• [EXERCISE OBJECTIVE] Output the lines of the material below verbatim, starting with the line containing "Where can you see the sky" and continuing through the line containing "column 604, row 29", and nothing else.

Extracted records
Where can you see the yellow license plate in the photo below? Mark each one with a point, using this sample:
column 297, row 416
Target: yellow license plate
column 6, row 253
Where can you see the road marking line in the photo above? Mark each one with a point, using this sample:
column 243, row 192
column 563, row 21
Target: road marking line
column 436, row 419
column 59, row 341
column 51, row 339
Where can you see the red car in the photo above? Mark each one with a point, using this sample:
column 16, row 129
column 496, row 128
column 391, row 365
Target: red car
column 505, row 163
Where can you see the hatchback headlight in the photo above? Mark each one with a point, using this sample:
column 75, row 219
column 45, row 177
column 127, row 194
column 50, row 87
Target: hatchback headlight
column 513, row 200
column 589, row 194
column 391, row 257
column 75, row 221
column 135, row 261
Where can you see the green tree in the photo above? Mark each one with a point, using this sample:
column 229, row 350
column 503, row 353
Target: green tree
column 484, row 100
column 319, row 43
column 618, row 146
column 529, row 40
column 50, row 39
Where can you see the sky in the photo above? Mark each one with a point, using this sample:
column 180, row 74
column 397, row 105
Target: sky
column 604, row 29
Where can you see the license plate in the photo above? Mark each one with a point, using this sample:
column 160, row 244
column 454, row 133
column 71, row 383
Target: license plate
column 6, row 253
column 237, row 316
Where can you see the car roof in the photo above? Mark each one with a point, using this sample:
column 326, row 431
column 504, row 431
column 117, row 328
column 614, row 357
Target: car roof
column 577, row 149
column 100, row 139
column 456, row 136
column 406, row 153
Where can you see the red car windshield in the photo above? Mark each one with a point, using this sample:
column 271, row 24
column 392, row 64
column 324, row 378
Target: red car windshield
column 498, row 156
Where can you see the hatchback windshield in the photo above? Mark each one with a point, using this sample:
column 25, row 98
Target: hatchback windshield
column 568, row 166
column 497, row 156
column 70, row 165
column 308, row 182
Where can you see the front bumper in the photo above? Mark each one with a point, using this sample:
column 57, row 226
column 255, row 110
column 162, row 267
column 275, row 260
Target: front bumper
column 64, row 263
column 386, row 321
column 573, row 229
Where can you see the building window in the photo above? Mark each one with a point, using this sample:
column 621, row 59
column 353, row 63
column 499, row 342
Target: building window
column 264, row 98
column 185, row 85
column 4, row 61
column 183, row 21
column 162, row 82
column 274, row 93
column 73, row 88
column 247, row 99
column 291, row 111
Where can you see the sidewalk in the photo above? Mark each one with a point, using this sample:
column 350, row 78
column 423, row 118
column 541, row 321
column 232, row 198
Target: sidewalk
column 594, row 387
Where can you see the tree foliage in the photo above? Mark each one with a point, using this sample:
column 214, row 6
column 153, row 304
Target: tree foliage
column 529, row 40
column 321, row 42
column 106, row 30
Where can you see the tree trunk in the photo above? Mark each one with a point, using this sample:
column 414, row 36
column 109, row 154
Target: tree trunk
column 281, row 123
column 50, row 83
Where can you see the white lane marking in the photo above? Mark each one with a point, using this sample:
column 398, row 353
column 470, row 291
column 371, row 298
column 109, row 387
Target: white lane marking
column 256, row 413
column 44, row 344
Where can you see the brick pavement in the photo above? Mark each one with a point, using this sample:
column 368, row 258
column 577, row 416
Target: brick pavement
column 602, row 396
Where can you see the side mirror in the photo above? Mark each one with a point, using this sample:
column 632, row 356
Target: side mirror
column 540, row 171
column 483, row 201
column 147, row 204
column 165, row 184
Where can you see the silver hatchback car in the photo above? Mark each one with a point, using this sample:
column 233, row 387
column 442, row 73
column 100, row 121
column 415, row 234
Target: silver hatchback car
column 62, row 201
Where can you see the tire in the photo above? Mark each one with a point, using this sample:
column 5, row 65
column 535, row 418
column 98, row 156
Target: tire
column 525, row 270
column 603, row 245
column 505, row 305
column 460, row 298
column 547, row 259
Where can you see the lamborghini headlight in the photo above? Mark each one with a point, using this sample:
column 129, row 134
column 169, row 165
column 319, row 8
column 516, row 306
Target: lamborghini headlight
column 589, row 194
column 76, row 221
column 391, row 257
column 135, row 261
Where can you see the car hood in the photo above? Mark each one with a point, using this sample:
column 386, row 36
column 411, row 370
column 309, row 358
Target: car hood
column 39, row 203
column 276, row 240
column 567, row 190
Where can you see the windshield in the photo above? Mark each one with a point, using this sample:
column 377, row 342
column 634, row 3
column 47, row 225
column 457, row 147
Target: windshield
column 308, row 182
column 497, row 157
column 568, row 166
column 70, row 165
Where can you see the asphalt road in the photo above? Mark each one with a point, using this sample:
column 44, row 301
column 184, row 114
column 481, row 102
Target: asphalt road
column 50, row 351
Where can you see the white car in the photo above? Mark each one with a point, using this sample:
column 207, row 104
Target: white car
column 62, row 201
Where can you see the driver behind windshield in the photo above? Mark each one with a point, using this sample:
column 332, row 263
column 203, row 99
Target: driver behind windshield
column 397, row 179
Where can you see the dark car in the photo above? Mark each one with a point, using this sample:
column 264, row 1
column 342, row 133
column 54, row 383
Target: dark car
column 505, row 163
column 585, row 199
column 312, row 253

• [OUTPUT FOR THIS EXERCISE]
Where can you see the sky in the photo above? Mark each one with a point, using this sample:
column 180, row 74
column 397, row 105
Target: sky
column 604, row 29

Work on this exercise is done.